*THE PROBLEM*
Copy each of the following rows line for line, with no changes.

*PROVIDED RECORDS*
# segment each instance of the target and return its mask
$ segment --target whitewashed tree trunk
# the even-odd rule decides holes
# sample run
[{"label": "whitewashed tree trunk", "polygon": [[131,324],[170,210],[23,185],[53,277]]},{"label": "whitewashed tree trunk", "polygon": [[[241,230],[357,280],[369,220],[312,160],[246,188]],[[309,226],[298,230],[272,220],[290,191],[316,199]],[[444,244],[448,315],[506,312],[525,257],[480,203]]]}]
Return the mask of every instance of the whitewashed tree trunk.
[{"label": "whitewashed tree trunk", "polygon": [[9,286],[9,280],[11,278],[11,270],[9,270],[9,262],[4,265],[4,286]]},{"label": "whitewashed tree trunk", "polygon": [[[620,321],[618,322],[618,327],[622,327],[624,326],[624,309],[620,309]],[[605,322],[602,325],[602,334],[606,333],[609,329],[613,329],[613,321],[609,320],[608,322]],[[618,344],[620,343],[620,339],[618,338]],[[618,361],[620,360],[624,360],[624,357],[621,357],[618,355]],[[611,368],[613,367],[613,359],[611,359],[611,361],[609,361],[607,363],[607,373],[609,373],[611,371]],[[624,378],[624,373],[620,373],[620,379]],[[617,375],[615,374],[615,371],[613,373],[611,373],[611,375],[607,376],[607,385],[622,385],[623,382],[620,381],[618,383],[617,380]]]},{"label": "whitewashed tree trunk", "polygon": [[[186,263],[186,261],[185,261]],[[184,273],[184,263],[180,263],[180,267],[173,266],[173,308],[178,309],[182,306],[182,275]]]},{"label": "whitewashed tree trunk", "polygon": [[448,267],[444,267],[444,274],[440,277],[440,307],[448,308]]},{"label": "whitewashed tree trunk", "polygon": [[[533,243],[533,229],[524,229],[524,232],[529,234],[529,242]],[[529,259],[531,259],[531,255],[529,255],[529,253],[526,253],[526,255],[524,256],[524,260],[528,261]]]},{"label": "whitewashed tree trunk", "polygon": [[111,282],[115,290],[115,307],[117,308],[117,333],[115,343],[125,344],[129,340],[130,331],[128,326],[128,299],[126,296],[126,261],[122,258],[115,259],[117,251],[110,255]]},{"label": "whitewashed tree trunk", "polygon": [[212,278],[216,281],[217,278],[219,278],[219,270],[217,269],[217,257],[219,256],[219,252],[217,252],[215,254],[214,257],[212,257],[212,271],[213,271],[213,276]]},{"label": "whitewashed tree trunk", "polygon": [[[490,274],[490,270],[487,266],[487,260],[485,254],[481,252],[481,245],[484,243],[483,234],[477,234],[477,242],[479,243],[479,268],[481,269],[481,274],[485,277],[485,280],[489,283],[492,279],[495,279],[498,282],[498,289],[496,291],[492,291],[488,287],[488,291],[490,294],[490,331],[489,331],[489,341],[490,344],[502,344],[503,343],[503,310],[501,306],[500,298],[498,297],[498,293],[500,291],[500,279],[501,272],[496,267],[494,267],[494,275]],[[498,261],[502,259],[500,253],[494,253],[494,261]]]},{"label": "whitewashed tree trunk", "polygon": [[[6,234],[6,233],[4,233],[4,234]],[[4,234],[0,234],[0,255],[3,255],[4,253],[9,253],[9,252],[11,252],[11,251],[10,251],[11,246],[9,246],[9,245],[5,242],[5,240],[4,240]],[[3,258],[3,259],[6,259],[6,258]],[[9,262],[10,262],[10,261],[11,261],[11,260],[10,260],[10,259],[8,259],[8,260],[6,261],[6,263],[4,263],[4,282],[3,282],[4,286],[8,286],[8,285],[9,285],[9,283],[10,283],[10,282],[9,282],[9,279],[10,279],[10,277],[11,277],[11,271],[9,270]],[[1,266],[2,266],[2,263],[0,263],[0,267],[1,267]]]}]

*REPLY TO THE TASK*
# segment each instance of the target and return its mask
$ segment --target whitewashed tree trunk
# the even-odd rule decides holes
# sample run
[{"label": "whitewashed tree trunk", "polygon": [[131,324],[170,210],[23,185],[53,277]]},{"label": "whitewashed tree trunk", "polygon": [[[241,230],[357,280],[369,220],[312,160],[246,188]],[[309,226],[298,230],[272,220],[290,191],[316,199]],[[444,244],[448,315],[506,312],[525,257],[480,203]]]}]
Return the mask of every instance of the whitewashed tree trunk.
[{"label": "whitewashed tree trunk", "polygon": [[9,286],[9,280],[11,278],[11,270],[9,270],[9,262],[4,265],[4,286]]},{"label": "whitewashed tree trunk", "polygon": [[[620,321],[618,322],[618,327],[622,327],[624,326],[624,309],[620,309]],[[605,322],[602,325],[602,334],[606,333],[609,329],[613,329],[613,321],[609,320],[608,322]],[[618,344],[620,343],[620,339],[618,338]],[[618,361],[620,360],[624,360],[624,357],[621,357],[618,355]],[[611,368],[613,367],[613,359],[611,359],[611,361],[609,361],[607,363],[607,373],[609,373],[611,371]],[[624,378],[624,373],[620,373],[620,379]],[[617,375],[615,374],[615,371],[613,373],[611,373],[611,375],[607,376],[607,385],[622,385],[623,382],[620,381],[618,383],[617,380]]]},{"label": "whitewashed tree trunk", "polygon": [[[186,263],[186,261],[185,261]],[[184,273],[184,263],[180,263],[180,267],[173,266],[173,308],[178,309],[182,306],[182,275]]]},{"label": "whitewashed tree trunk", "polygon": [[448,267],[444,267],[444,274],[440,277],[440,307],[448,308]]},{"label": "whitewashed tree trunk", "polygon": [[[533,243],[533,229],[524,229],[524,232],[529,234],[529,242]],[[529,259],[531,259],[531,255],[529,255],[529,253],[526,253],[526,255],[524,256],[524,260],[528,261]]]},{"label": "whitewashed tree trunk", "polygon": [[111,282],[115,290],[115,307],[117,308],[117,333],[115,343],[125,344],[129,340],[130,331],[128,326],[128,299],[126,296],[126,261],[122,258],[115,259],[117,251],[110,255]]},{"label": "whitewashed tree trunk", "polygon": [[212,278],[216,281],[217,278],[219,278],[219,270],[217,269],[217,257],[219,256],[219,252],[217,252],[215,254],[214,257],[212,257],[212,271],[213,271],[213,276]]},{"label": "whitewashed tree trunk", "polygon": [[[490,274],[490,270],[487,266],[487,260],[485,254],[481,252],[481,245],[484,243],[483,234],[477,234],[477,242],[479,243],[479,268],[481,269],[481,274],[485,277],[485,280],[489,283],[492,279],[495,279],[498,282],[498,289],[496,291],[492,291],[488,287],[488,291],[490,294],[490,331],[489,331],[489,341],[490,344],[502,344],[503,343],[503,310],[501,306],[500,298],[498,297],[498,293],[500,291],[500,279],[501,272],[496,267],[494,267],[494,275]],[[498,261],[502,259],[500,253],[494,253],[494,261]]]},{"label": "whitewashed tree trunk", "polygon": [[[6,234],[6,233],[4,233],[4,234]],[[4,234],[0,234],[0,255],[3,255],[4,253],[9,253],[9,252],[11,252],[11,251],[10,251],[11,246],[9,246],[9,245],[5,242],[5,240],[4,240]],[[3,258],[3,259],[6,259],[6,258]],[[9,262],[10,262],[10,261],[11,261],[11,260],[10,260],[10,259],[8,259],[8,260],[6,261],[6,263],[4,263],[4,282],[3,282],[4,286],[8,286],[8,285],[9,285],[9,283],[10,283],[10,282],[9,282],[9,279],[10,279],[10,277],[11,277],[11,271],[9,270]],[[1,266],[2,266],[2,263],[0,263],[0,267],[1,267]]]}]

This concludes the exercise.